**Task goal**. Transcribe only part of the material below: the lines from the one containing "positive clicks: (236, 436) (242, 416)" through the one containing "positive clicks: (153, 410) (147, 406)", inclusive, exactly as written.
BEGIN
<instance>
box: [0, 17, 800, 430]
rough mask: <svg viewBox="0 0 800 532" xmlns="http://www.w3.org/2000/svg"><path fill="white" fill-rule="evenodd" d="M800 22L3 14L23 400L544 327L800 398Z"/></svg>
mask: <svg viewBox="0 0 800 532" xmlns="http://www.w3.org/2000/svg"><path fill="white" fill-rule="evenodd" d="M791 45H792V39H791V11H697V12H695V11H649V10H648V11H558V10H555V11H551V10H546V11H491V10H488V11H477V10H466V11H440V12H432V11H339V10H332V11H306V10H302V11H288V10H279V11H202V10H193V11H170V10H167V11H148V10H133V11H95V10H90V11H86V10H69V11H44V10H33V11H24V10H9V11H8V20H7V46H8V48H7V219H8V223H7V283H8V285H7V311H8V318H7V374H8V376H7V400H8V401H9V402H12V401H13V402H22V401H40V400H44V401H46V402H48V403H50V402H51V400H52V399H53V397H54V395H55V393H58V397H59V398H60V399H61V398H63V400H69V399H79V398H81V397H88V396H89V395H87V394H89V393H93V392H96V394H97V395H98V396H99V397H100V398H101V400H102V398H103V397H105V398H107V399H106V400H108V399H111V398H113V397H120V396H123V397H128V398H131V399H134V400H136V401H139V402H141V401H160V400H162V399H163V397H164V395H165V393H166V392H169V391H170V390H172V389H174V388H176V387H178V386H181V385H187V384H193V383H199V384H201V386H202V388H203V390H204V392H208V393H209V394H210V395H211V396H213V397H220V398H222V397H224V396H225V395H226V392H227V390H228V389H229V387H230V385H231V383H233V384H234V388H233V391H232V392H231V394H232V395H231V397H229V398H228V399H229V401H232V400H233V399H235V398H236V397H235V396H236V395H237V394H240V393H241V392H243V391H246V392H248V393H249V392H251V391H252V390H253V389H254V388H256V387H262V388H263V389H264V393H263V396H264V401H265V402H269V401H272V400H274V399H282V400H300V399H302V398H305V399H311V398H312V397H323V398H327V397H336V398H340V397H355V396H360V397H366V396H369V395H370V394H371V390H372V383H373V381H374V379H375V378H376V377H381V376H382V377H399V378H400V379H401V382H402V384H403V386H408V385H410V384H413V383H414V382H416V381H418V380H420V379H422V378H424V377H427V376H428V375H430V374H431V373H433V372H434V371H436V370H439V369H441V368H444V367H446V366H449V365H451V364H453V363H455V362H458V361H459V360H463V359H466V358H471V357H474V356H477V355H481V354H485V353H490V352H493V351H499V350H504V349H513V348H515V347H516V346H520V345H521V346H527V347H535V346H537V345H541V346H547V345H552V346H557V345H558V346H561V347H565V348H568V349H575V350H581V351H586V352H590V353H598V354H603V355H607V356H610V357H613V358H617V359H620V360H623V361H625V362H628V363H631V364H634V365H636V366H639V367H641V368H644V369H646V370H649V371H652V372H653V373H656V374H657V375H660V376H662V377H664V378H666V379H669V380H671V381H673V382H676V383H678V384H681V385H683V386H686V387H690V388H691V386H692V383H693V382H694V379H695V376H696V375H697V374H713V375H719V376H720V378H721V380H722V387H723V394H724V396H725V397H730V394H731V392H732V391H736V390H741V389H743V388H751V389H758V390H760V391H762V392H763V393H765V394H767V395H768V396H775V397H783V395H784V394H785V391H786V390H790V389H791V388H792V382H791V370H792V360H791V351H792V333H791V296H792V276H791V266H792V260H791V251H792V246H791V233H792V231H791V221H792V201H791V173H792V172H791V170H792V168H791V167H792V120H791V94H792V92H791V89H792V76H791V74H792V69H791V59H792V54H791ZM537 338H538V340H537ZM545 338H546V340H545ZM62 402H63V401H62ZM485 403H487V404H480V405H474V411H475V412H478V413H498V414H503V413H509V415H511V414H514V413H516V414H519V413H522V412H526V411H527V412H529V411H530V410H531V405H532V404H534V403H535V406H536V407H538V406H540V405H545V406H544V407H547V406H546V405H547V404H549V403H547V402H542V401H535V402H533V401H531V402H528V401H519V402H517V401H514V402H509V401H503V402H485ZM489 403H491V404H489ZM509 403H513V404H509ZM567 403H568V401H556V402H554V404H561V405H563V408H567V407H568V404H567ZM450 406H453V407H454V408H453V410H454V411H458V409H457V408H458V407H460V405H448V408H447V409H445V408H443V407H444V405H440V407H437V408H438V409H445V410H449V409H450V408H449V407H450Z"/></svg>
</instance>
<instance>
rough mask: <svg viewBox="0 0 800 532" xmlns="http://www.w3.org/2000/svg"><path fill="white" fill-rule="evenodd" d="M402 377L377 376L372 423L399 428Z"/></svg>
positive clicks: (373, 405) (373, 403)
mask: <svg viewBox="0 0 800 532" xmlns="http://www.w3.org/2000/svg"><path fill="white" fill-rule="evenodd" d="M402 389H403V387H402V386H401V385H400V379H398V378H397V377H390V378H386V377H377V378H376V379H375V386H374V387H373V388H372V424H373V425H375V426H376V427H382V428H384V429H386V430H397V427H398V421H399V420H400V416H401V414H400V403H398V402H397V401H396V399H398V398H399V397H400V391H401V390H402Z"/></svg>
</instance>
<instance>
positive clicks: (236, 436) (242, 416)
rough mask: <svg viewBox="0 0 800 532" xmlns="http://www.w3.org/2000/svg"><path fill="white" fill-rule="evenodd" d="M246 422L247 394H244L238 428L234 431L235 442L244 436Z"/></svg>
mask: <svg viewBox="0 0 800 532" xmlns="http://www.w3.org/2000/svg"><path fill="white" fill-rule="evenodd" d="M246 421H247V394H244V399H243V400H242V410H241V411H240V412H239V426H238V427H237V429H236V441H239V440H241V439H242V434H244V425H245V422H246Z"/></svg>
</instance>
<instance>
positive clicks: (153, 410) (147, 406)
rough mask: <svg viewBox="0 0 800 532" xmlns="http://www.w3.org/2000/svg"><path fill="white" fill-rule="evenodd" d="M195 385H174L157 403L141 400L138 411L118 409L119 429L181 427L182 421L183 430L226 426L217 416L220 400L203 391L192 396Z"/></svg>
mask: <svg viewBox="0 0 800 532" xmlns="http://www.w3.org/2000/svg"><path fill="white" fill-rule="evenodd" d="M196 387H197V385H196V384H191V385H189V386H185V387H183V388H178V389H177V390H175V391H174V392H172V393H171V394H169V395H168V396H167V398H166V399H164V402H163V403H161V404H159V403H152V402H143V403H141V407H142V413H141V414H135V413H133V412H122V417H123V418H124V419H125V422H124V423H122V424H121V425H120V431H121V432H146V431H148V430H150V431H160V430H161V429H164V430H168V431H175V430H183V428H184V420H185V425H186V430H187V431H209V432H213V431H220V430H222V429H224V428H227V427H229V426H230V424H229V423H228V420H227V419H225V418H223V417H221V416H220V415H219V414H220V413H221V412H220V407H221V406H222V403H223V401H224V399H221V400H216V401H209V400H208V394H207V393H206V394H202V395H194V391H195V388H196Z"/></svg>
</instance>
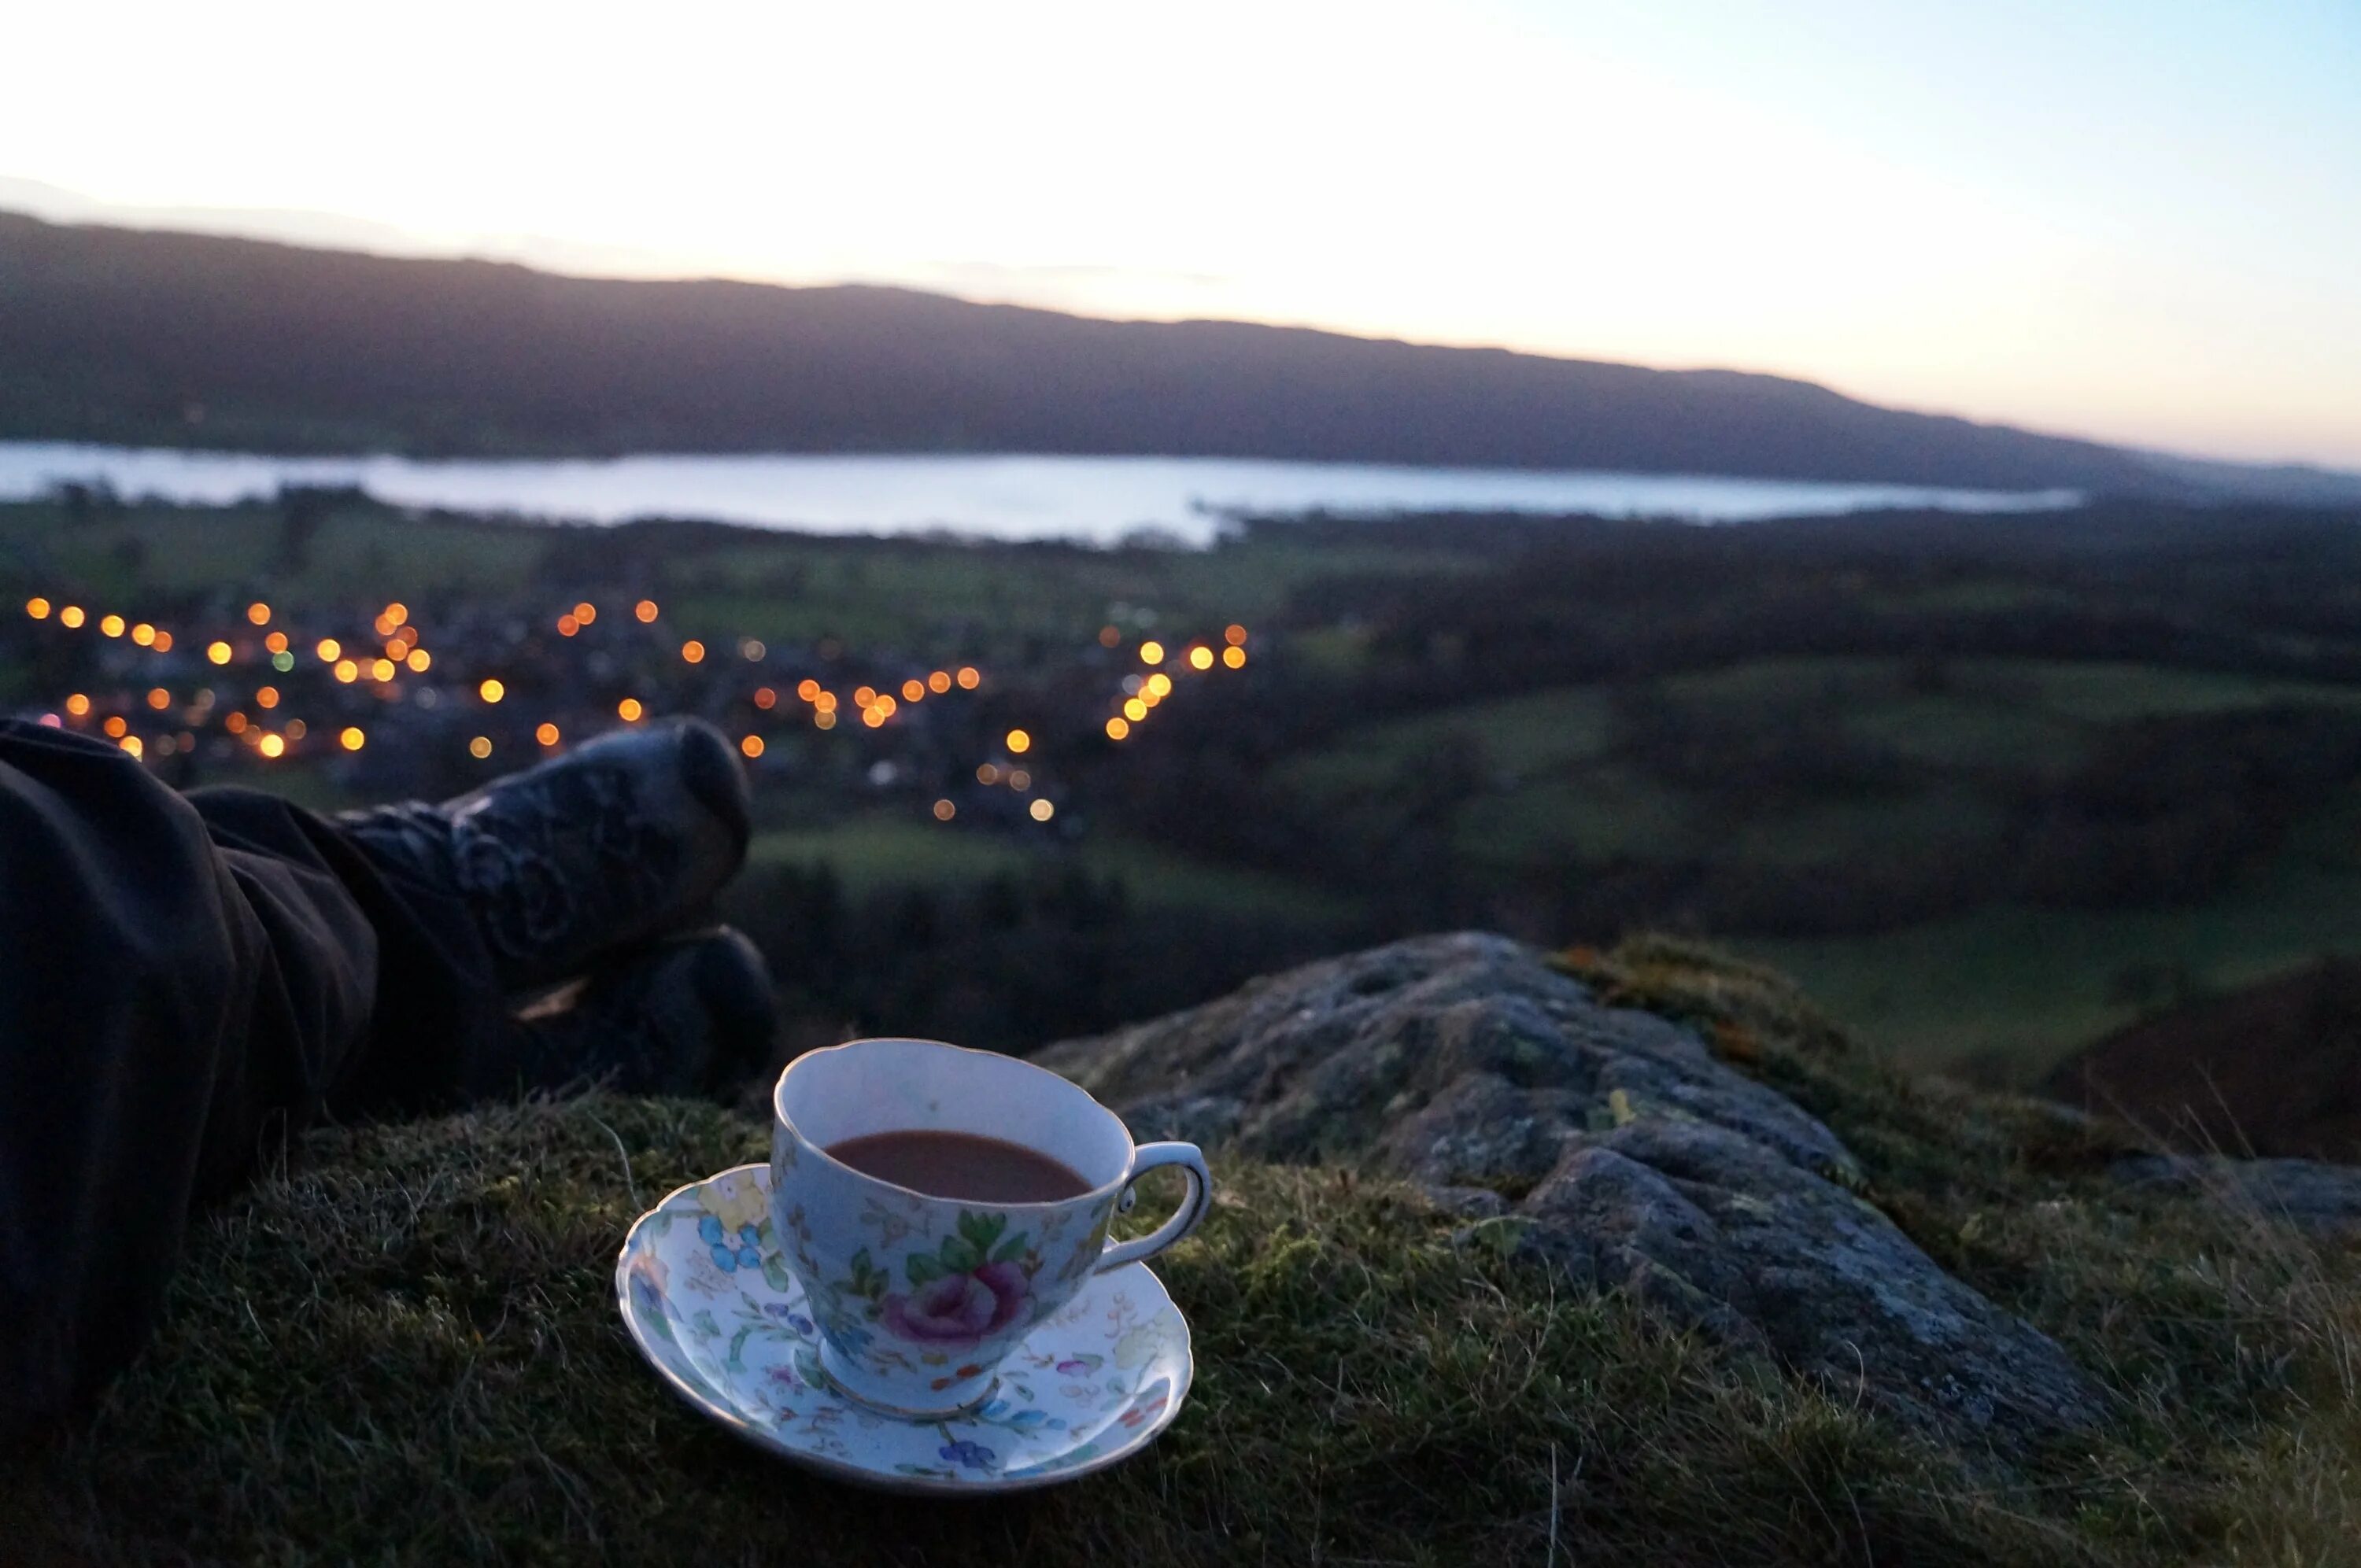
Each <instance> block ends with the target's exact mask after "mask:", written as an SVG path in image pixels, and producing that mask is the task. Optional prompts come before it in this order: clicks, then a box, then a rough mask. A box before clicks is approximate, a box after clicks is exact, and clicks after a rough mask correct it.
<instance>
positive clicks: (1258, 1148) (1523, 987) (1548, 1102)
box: [1036, 933, 2104, 1440]
mask: <svg viewBox="0 0 2361 1568" xmlns="http://www.w3.org/2000/svg"><path fill="white" fill-rule="evenodd" d="M1036 1060H1039V1063H1044V1065H1046V1067H1055V1070H1058V1072H1065V1074H1067V1077H1072V1079H1077V1082H1081V1084H1084V1086H1086V1089H1091V1091H1093V1093H1096V1096H1098V1098H1103V1100H1107V1103H1110V1105H1114V1108H1117V1110H1119V1112H1121V1115H1124V1117H1126V1122H1131V1126H1133V1131H1136V1133H1138V1136H1143V1138H1164V1136H1183V1138H1195V1141H1197V1143H1209V1145H1228V1148H1235V1150H1242V1152H1249V1155H1256V1157H1263V1159H1282V1162H1313V1159H1336V1162H1360V1164H1369V1167H1374V1169H1384V1171H1393V1174H1400V1176H1405V1178H1412V1181H1417V1183H1421V1185H1424V1188H1426V1190H1428V1193H1435V1195H1438V1197H1440V1202H1443V1204H1445V1207H1447V1209H1450V1211H1452V1214H1461V1216H1466V1219H1473V1221H1476V1223H1471V1226H1466V1228H1464V1230H1461V1240H1464V1242H1466V1244H1502V1242H1504V1244H1511V1247H1513V1249H1518V1252H1525V1254H1530V1256H1537V1259H1546V1261H1549V1263H1554V1266H1556V1268H1561V1270H1563V1273H1565V1275H1568V1278H1570V1280H1572V1282H1577V1285H1582V1287H1591V1289H1617V1292H1627V1294H1629V1296H1631V1299H1636V1301H1641V1304H1646V1306H1648V1308H1650V1311H1655V1313H1660V1315H1665V1318H1667V1320H1669V1322H1674V1325H1679V1327H1688V1329H1700V1332H1707V1334H1714V1337H1719V1339H1724V1341H1731V1344H1738V1346H1747V1348H1757V1351H1768V1353H1771V1355H1775V1358H1778V1360H1780V1363H1785V1365H1787V1367H1792V1370H1794V1372H1799V1374H1804V1377H1811V1379H1818V1381H1820V1384H1823V1386H1827V1389H1832V1391H1837V1393H1839V1396H1846V1398H1863V1400H1868V1403H1872V1405H1877V1407H1882V1410H1889V1412H1894V1415H1898V1417H1903V1419H1910V1422H1922V1424H1953V1426H1969V1429H1979V1431H1983V1433H1988V1436H1990V1438H1993V1440H2019V1438H2030V1436H2052V1433H2061V1431H2073V1429H2080V1426H2087V1424H2089V1422H2094V1419H2099V1417H2101V1412H2104V1403H2101V1396H2099V1393H2097V1391H2094V1386H2092V1384H2089V1381H2087V1379H2085V1374H2082V1372H2080V1370H2078V1367H2075V1365H2073V1360H2071V1358H2068V1355H2066V1353H2064V1351H2061V1348H2059V1346H2056V1344H2054V1341H2049V1339H2047V1337H2042V1334H2040V1332H2038V1329H2033V1327H2030V1325H2026V1322H2023V1320H2019V1318H2014V1315H2009V1313H2004V1311H2002V1308H1997V1306H1993V1304H1990V1301H1988V1299H1983V1296H1981V1294H1976V1292H1974V1289H1969V1287H1967V1285H1962V1282H1960V1280H1955V1278H1950V1275H1948V1273H1943V1270H1941V1268H1938V1266H1936V1263H1934V1261H1931V1259H1929V1256H1927V1254H1924V1252H1919V1249H1917V1247H1915V1244H1912V1242H1910V1237H1905V1235H1903V1233H1901V1230H1898V1228H1896V1226H1894V1223H1891V1221H1889V1219H1886V1216H1884V1214H1879V1211H1877V1209H1875V1207H1870V1204H1868V1202H1863V1200H1860V1197H1856V1195H1853V1190H1849V1188H1853V1185H1858V1164H1856V1159H1853V1155H1851V1152H1849V1150H1846V1148H1844V1143H1842V1141H1839V1138H1837V1136H1834V1133H1832V1131H1827V1126H1823V1124H1820V1122H1818V1119H1813V1117H1811V1115H1806V1112H1804V1110H1799V1108H1797V1105H1794V1103H1792V1100H1787V1098H1785V1096H1780V1093H1775V1091H1771V1089H1766V1086H1761V1084H1757V1082H1754V1079H1750V1077H1745V1074H1740V1072H1735V1070H1731V1067H1726V1065H1724V1063H1719V1060H1716V1058H1714V1053H1712V1051H1709V1048H1707V1046H1705V1041H1700V1039H1698V1037H1695V1034H1693V1032H1690V1030H1683V1027H1679V1025H1672V1023H1667V1020H1662V1018H1655V1015H1650V1013H1639V1011H1629V1008H1610V1006H1603V1004H1601V1001H1598V999H1596V997H1594V994H1591V992H1589V989H1587V987H1584V985H1582V982H1577V980H1572V978H1570V975H1563V973H1558V971H1554V968H1549V966H1546V963H1544V961H1542V959H1539V956H1537V954H1535V952H1530V949H1525V947H1520V945H1516V942H1511V940H1506V937H1497V935H1483V933H1457V935H1438V937H1414V940H1407V942H1395V945H1391V947H1379V949H1372V952H1362V954H1350V956H1343V959H1329V961H1325V963H1310V966H1306V968H1296V971H1289V973H1284V975H1270V978H1263V980H1258V982H1254V985H1249V987H1247V989H1242V992H1237V994H1232V997H1225V999H1221V1001H1211V1004H1206V1006H1202V1008H1192V1011H1188V1013H1176V1015H1171V1018H1159V1020H1152V1023H1143V1025H1133V1027H1126V1030H1119V1032H1114V1034H1107V1037H1100V1039H1088V1041H1065V1044H1058V1046H1051V1048H1046V1051H1044V1053H1039V1056H1036ZM1476 1193H1480V1195H1483V1197H1473V1195H1476ZM1485 1200H1490V1202H1485Z"/></svg>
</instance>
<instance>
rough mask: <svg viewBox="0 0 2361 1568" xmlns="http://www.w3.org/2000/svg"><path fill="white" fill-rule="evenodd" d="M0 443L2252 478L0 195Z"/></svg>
mask: <svg viewBox="0 0 2361 1568" xmlns="http://www.w3.org/2000/svg"><path fill="white" fill-rule="evenodd" d="M0 437H14V439H85V442H132V444H203V446H241V449H279V451H349V449H392V451H411V453H616V451H1072V453H1192V456H1261V458H1329V460H1384V463H1435V465H1504V468H1605V470H1631V472H1716V475H1757V477H1799V479H1882V482H1905V484H1955V486H1988V489H2052V486H2073V489H2092V491H2118V494H2203V491H2245V489H2248V486H2245V482H2243V479H2241V477H2238V475H2241V472H2243V470H2236V468H2231V465H2186V463H2184V465H2179V468H2177V470H2167V468H2165V465H2160V463H2156V460H2151V458H2146V456H2141V453H2130V451H2118V449H2108V446H2099V444H2092V442H2071V439H2059V437H2042V435H2030V432H2023V430H2009V427H1995V425H1971V423H1967V420H1955V418H1931V416H1917V413H1896V411H1891V409H1875V406H1870V404H1860V401H1853V399H1846V397H1839V394H1834V392H1830V390H1825V387H1816V385H1811V383H1799V380H1783V378H1775V375H1742V373H1733V371H1643V368H1636V366H1617V364H1596V361H1575V359H1544V357H1537V354H1511V352H1502V349H1445V347H1417V345H1407V342H1381V340H1365V338H1343V335H1336V333H1315V331H1301V328H1270V326H1247V324H1235V321H1183V324H1140V321H1091V319H1079V316H1065V314H1055V312H1044V309H1020V307H1008V305H970V302H963V300H949V298H940V295H923V293H909V290H897V288H850V286H848V288H774V286H756V283H720V281H590V279H562V276H548V274H538V272H529V269H522V267H510V264H493V262H449V260H397V257H378V255H357V253H335V250H302V248H293V246H274V243H260V241H243V239H217V236H196V234H156V231H135V229H102V227H59V224H45V222H38V220H31V217H17V215H0ZM2276 482H2278V484H2288V477H2285V475H2281V477H2278V479H2276ZM2300 482H2302V479H2300V477H2297V486H2300ZM2349 494H2354V496H2361V482H2356V484H2354V489H2352V491H2349Z"/></svg>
END
**Written answer**.
positive clicks: (236, 436) (242, 416)
rough mask: <svg viewBox="0 0 800 532" xmlns="http://www.w3.org/2000/svg"><path fill="white" fill-rule="evenodd" d="M246 422L247 394H244L238 428L234 431L235 442L244 436Z"/></svg>
mask: <svg viewBox="0 0 800 532" xmlns="http://www.w3.org/2000/svg"><path fill="white" fill-rule="evenodd" d="M246 421H247V394H244V399H243V400H242V410H241V411H240V412H239V426H238V427H237V429H236V441H239V440H241V439H242V434H244V425H245V422H246Z"/></svg>
</instance>
<instance>
positive clicks: (153, 410) (147, 406)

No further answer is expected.